*AUFGABEN*:
1 - Übersetzen Sie den Satz „Zudem betont Tanner, wie wichtig es sei, sich impfen zu lassen.“ aus dem Dokumenttext ins Englische.
2 - Erklären Sie anhand des Dokumenttexts in ein bis drei Sätzen, warum nach Marcel Tanner nun möglichst viele Menschen geimpft werden müssten.

Epidemiologe Tanner: Verantwortung muss wieder an die Bürger zurück
Im Kampf gegen die Corona-Pandemie muss die Verantwortung wieder zurück zum einzelnen Bürger, fordert der Epidemiologe Marcel Tanner.
Das Wichtigste in Kürze
- Marcel Tanner will die Bürger in der Corona-Pandemie wieder stärker in die Pflicht nehmen.
- Die einzelnen Menschen sollen mehr Verantwortung übernehmen, fordert der Epidemiologe.
- Zudem betont Tanner, wie wichtig es sei, sich impfen zu lassen.
Der Epidemiologe Marcel Tanner schlägt vor, die einzelnen Bürgerinnen und Bürger bei der Pandemiebekämpfung wieder in die Pflicht zu nehmen. Möglichst viele Menschen müssten nun geimpft werden, um von flächendeckenden nationalen Massnahmen wegzukommen.

*GEGEBENE DATEN*:
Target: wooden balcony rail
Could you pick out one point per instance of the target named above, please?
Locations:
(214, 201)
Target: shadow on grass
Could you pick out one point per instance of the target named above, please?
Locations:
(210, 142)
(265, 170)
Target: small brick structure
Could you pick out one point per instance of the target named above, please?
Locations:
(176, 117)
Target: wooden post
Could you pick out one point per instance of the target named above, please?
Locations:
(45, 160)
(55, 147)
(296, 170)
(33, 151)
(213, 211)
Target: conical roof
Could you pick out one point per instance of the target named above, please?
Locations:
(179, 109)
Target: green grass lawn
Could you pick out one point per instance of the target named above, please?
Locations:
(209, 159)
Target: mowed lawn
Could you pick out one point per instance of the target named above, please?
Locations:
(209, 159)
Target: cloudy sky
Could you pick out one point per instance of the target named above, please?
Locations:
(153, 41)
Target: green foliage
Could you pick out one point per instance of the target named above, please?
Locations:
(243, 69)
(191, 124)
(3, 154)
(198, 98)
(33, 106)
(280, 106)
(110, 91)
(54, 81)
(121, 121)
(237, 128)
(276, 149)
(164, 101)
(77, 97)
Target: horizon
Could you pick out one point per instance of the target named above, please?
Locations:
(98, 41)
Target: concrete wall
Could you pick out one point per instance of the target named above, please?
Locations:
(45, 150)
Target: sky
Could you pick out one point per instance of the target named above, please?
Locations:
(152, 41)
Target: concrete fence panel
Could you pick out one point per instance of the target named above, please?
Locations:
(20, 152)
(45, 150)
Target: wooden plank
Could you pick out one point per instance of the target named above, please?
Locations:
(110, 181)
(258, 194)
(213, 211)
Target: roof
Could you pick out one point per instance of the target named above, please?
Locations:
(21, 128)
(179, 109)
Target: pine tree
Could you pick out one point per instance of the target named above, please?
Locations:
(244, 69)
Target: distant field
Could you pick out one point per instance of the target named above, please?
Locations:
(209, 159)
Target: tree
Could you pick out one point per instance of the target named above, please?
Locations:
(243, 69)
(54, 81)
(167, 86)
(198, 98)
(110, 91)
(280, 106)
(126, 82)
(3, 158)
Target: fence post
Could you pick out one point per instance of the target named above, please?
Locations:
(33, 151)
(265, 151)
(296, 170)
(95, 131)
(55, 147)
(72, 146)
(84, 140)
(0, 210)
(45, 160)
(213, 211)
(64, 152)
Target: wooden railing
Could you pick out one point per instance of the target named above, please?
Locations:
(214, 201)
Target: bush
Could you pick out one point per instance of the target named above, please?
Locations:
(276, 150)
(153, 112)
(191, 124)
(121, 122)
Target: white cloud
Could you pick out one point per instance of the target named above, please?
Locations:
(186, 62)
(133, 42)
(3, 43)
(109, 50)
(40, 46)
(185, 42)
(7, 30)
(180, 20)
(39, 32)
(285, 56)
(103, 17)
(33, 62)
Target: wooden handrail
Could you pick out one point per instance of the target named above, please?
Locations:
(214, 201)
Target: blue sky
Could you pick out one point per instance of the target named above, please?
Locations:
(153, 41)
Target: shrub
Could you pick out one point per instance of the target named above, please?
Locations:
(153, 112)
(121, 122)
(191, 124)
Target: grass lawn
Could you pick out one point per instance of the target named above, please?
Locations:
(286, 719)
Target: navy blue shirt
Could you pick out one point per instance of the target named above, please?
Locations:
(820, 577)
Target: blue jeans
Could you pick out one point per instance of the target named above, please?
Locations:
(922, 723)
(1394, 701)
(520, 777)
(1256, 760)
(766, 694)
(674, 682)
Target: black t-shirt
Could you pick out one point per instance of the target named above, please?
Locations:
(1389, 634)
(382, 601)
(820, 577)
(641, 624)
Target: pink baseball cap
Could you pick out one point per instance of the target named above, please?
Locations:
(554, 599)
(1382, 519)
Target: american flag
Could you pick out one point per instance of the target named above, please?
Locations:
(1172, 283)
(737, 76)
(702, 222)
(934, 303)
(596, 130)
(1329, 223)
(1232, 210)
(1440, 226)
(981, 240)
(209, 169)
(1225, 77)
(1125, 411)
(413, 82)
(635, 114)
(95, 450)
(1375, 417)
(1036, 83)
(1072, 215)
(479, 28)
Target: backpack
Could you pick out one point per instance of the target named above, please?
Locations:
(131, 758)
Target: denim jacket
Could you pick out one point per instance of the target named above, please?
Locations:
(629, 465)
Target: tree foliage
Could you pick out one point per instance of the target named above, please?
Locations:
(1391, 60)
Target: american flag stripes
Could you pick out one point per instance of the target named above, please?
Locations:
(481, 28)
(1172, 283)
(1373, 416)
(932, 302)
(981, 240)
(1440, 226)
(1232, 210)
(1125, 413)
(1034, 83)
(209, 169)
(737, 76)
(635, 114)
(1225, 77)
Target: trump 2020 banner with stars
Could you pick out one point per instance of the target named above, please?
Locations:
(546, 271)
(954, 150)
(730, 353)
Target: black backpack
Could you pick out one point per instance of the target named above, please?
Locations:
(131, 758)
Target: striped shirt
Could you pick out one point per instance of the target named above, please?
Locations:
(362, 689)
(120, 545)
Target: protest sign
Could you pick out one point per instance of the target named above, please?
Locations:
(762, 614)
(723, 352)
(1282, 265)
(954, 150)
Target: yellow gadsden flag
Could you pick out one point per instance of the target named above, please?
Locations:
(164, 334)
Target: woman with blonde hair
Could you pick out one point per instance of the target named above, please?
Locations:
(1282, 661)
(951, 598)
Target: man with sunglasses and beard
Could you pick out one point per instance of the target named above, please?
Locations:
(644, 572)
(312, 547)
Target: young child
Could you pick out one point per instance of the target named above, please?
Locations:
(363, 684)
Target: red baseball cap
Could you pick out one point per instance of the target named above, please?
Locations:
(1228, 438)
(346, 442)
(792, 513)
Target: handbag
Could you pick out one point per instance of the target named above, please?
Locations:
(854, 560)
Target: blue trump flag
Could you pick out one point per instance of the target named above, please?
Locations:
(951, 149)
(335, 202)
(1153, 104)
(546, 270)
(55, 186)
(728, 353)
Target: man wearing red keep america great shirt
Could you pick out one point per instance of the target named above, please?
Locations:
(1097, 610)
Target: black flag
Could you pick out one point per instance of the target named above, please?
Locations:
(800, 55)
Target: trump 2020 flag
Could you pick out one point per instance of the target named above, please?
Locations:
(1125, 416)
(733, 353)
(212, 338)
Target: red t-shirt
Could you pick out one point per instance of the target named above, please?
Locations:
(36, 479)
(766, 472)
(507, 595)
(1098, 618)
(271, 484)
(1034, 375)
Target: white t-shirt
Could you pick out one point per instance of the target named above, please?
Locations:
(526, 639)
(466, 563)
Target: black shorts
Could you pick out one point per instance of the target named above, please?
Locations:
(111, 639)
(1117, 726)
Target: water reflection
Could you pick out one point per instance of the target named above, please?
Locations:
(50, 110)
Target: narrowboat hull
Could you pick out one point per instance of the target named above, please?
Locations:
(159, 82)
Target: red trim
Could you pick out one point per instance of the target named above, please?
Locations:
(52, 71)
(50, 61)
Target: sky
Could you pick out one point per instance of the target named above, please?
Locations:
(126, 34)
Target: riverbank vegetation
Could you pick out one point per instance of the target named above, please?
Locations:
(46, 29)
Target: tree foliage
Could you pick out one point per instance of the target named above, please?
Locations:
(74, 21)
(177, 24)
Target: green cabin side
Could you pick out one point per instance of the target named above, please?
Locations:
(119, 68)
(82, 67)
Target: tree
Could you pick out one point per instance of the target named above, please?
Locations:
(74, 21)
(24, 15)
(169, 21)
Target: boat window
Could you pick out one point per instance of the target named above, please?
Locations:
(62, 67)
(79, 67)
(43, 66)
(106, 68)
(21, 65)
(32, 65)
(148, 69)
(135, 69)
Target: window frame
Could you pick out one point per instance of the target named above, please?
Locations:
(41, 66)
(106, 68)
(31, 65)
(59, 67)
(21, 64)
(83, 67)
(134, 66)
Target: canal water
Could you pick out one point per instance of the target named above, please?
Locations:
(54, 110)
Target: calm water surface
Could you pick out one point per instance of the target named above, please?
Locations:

*LÖSUNGEN*:
1 - In addition, Tanner stresses how important it is to get vaccinated.

2 - Nach Marcel Tanner müssten möglichst viele Menschen geimpft werden, um von flächendeckenden nationalen Massnahmen wegzukommen.